*Task item*. Only the lines from the beginning of the entries through the one with "pixel 58 272" should be written out, please, exactly and without any pictures.

(Given data)

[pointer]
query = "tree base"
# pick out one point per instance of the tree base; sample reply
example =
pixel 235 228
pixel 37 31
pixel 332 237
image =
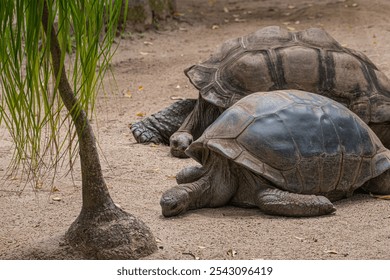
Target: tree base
pixel 110 233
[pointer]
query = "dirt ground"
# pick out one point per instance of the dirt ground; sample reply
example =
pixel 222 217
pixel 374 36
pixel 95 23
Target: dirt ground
pixel 148 70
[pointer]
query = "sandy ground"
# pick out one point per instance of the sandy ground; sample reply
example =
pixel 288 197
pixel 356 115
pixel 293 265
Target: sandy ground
pixel 148 70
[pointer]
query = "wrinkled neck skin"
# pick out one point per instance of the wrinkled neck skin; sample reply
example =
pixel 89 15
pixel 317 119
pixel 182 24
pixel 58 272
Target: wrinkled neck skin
pixel 217 185
pixel 202 116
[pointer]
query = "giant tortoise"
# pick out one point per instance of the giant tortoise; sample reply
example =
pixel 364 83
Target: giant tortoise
pixel 269 59
pixel 286 152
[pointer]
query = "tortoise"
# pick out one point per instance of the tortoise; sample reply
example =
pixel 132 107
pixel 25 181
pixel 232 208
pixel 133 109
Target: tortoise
pixel 270 59
pixel 286 152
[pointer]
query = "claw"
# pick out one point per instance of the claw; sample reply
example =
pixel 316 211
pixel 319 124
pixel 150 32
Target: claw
pixel 179 142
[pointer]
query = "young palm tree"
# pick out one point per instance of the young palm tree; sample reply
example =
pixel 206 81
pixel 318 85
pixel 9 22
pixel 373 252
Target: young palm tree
pixel 34 87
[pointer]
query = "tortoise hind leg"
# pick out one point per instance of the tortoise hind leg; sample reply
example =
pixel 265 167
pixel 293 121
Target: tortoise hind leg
pixel 277 202
pixel 379 185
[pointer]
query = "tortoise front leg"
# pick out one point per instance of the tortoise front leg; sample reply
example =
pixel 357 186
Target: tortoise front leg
pixel 159 127
pixel 379 185
pixel 277 202
pixel 193 126
pixel 214 188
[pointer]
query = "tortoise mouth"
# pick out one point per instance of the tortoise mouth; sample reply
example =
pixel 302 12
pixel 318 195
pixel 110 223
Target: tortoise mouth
pixel 174 202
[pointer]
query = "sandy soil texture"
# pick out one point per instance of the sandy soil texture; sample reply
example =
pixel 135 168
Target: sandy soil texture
pixel 148 70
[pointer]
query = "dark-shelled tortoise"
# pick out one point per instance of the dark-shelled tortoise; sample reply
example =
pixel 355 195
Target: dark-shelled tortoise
pixel 270 59
pixel 286 152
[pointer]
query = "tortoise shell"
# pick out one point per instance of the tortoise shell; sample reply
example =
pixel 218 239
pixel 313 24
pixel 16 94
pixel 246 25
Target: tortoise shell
pixel 311 60
pixel 301 142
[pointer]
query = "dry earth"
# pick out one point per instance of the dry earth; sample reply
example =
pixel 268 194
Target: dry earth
pixel 148 70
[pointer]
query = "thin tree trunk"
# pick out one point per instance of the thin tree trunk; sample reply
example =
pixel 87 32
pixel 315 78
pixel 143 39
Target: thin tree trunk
pixel 102 230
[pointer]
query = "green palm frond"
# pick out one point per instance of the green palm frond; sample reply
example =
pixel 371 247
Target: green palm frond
pixel 30 107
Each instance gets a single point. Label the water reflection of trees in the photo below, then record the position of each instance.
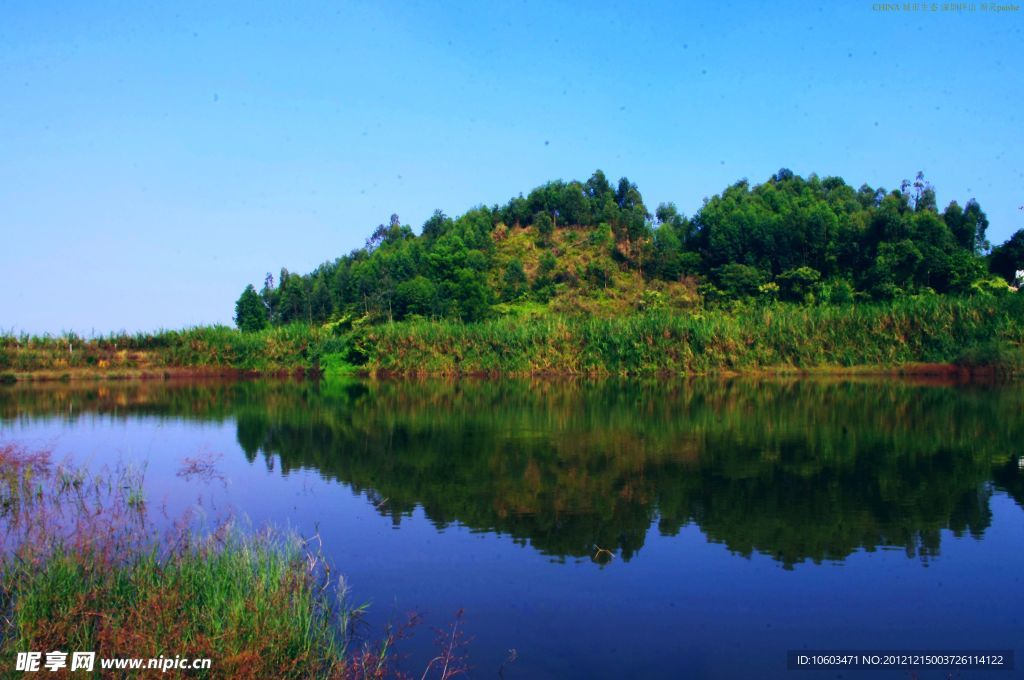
(795, 469)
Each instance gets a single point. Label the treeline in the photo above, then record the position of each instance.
(805, 240)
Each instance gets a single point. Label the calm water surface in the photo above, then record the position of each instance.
(614, 528)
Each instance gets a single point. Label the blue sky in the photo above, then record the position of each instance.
(155, 159)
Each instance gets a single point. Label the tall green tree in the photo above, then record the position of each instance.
(250, 312)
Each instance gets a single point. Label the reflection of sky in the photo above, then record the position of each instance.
(681, 606)
(190, 147)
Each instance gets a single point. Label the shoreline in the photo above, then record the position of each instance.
(942, 371)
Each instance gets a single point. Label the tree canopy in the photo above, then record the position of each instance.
(570, 244)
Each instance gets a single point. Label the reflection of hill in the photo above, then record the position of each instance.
(797, 470)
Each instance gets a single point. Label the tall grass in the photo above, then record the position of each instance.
(284, 348)
(79, 570)
(943, 330)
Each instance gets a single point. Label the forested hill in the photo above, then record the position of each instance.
(594, 247)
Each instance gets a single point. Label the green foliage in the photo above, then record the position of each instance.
(1008, 258)
(929, 329)
(515, 281)
(798, 285)
(738, 281)
(250, 312)
(883, 244)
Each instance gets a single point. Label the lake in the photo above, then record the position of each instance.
(666, 527)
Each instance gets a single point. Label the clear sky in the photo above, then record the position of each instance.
(155, 158)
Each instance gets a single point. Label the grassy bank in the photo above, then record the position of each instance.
(968, 332)
(945, 334)
(80, 570)
(214, 350)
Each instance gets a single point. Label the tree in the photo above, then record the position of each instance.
(1008, 258)
(514, 283)
(798, 285)
(250, 312)
(320, 302)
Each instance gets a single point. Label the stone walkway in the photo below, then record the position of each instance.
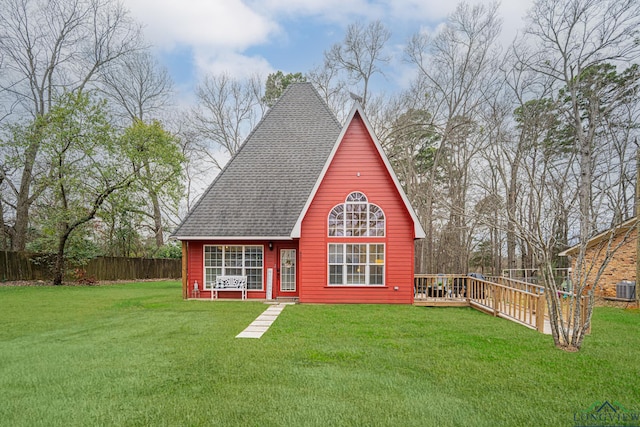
(259, 326)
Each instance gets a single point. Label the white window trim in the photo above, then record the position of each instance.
(204, 265)
(367, 265)
(344, 217)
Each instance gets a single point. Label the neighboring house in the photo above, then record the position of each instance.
(306, 209)
(622, 265)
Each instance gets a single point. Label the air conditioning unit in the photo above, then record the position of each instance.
(626, 290)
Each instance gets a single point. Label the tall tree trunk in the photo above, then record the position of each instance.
(24, 199)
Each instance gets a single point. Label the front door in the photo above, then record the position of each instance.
(287, 273)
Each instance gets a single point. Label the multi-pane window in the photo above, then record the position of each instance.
(234, 261)
(356, 264)
(356, 217)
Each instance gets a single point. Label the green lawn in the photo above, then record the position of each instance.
(137, 354)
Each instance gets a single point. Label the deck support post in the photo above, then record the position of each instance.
(185, 259)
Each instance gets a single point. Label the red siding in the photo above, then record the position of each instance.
(355, 156)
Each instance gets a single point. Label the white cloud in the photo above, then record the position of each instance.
(232, 63)
(228, 23)
(341, 11)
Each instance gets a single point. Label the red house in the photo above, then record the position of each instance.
(307, 209)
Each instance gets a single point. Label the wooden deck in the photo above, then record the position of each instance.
(520, 302)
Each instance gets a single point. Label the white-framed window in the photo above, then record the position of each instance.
(356, 217)
(353, 264)
(228, 260)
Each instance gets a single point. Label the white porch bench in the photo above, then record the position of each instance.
(229, 283)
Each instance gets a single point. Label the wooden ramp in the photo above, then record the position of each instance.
(520, 302)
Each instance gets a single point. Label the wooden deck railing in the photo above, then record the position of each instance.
(519, 301)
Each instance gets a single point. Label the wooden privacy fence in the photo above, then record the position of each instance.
(519, 301)
(28, 266)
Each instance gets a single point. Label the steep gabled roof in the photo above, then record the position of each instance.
(357, 109)
(264, 187)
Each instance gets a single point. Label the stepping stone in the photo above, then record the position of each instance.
(262, 323)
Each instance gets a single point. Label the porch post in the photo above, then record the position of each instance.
(185, 259)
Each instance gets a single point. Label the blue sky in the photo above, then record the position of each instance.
(193, 38)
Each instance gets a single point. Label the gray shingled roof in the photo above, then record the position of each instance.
(264, 187)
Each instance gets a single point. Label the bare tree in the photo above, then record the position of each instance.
(49, 48)
(139, 86)
(361, 54)
(457, 68)
(227, 110)
(141, 89)
(332, 88)
(569, 41)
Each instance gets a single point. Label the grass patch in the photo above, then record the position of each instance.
(137, 354)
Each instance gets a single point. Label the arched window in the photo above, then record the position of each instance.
(356, 217)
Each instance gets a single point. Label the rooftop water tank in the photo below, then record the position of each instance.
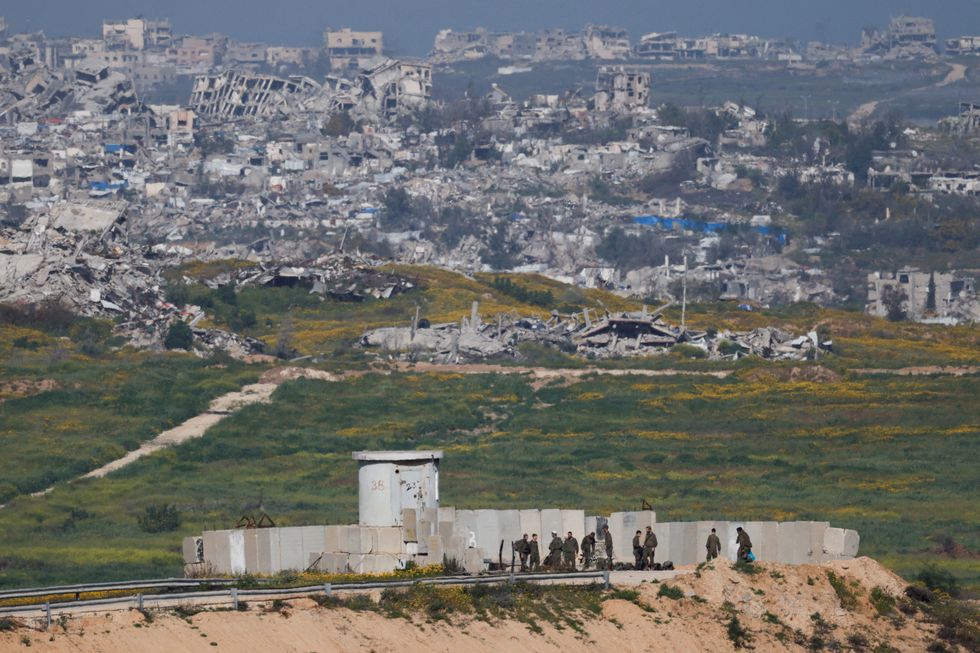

(End Given data)

*Expected answer*.
[pointer]
query = "tree base"
# pick out one point per instance of the tree base; sample reply
example =
pixel 235 228
pixel 37 31
pixel 332 237
image =
Target: tree base
pixel 110 233
[pointer]
query = "dirt ground"
# pick out one point per instance of the dirt ground; sample reply
example =
pixel 222 217
pixel 374 36
pixel 95 23
Target: dirt ground
pixel 148 70
[pointer]
query = "sandy ground"
# pick out one point per instance of the sandy ground; sample reply
example =
pixel 288 197
pixel 356 115
pixel 293 265
Target: sandy ground
pixel 148 70
[pointer]
query = "wrinkled neck skin"
# pick out one point per instance of the wrinkled neck skin; sample reply
example =
pixel 89 15
pixel 317 119
pixel 182 24
pixel 58 272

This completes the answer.